----- Items
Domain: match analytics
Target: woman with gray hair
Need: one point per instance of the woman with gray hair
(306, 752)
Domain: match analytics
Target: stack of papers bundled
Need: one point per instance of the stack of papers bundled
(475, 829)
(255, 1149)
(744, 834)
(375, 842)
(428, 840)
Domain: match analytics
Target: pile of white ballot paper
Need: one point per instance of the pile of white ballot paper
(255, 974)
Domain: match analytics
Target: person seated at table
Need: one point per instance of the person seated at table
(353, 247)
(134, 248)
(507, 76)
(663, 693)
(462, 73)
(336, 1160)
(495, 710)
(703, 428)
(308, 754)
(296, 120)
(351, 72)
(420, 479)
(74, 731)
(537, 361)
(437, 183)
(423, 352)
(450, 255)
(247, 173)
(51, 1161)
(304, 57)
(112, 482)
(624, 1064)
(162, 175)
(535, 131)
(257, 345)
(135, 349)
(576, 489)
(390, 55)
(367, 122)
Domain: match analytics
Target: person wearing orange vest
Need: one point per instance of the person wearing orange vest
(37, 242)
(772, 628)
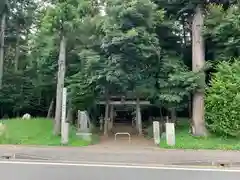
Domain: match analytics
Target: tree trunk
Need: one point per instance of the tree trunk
(2, 38)
(17, 49)
(60, 85)
(198, 61)
(50, 109)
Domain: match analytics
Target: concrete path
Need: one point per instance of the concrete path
(62, 171)
(118, 154)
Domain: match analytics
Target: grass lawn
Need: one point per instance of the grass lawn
(37, 131)
(185, 140)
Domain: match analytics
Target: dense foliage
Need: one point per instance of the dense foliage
(223, 100)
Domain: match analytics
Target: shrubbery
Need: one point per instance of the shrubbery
(223, 100)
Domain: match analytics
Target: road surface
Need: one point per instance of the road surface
(16, 170)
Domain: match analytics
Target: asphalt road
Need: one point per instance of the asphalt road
(12, 170)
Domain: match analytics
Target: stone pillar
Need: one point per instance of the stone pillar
(111, 117)
(138, 117)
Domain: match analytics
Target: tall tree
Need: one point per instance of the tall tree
(3, 14)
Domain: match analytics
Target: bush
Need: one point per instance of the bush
(223, 100)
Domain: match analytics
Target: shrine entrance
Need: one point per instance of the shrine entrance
(124, 116)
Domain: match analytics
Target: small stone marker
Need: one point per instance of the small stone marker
(170, 134)
(64, 125)
(156, 132)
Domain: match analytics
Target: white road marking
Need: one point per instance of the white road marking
(121, 166)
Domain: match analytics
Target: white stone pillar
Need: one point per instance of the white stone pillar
(170, 134)
(138, 117)
(156, 132)
(111, 118)
(64, 124)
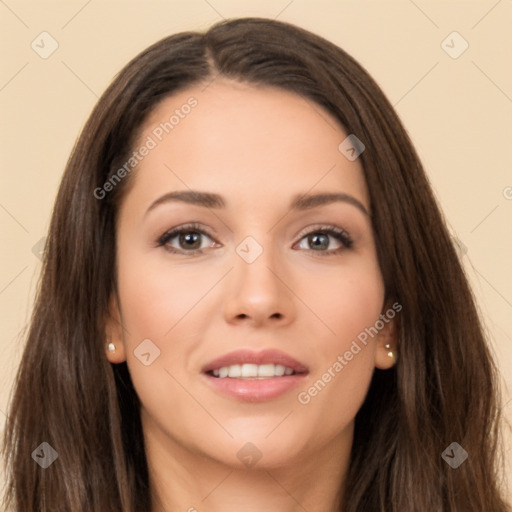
----------
Stated task:
Please gather every line of the data above that contains the word "person" and copy each one in full.

Answer to the exercise:
Target: person seated at table
Need: one point per instance of the person seated at table
Target: person wearing orange vest
Need: one point per instance of the person wearing orange vest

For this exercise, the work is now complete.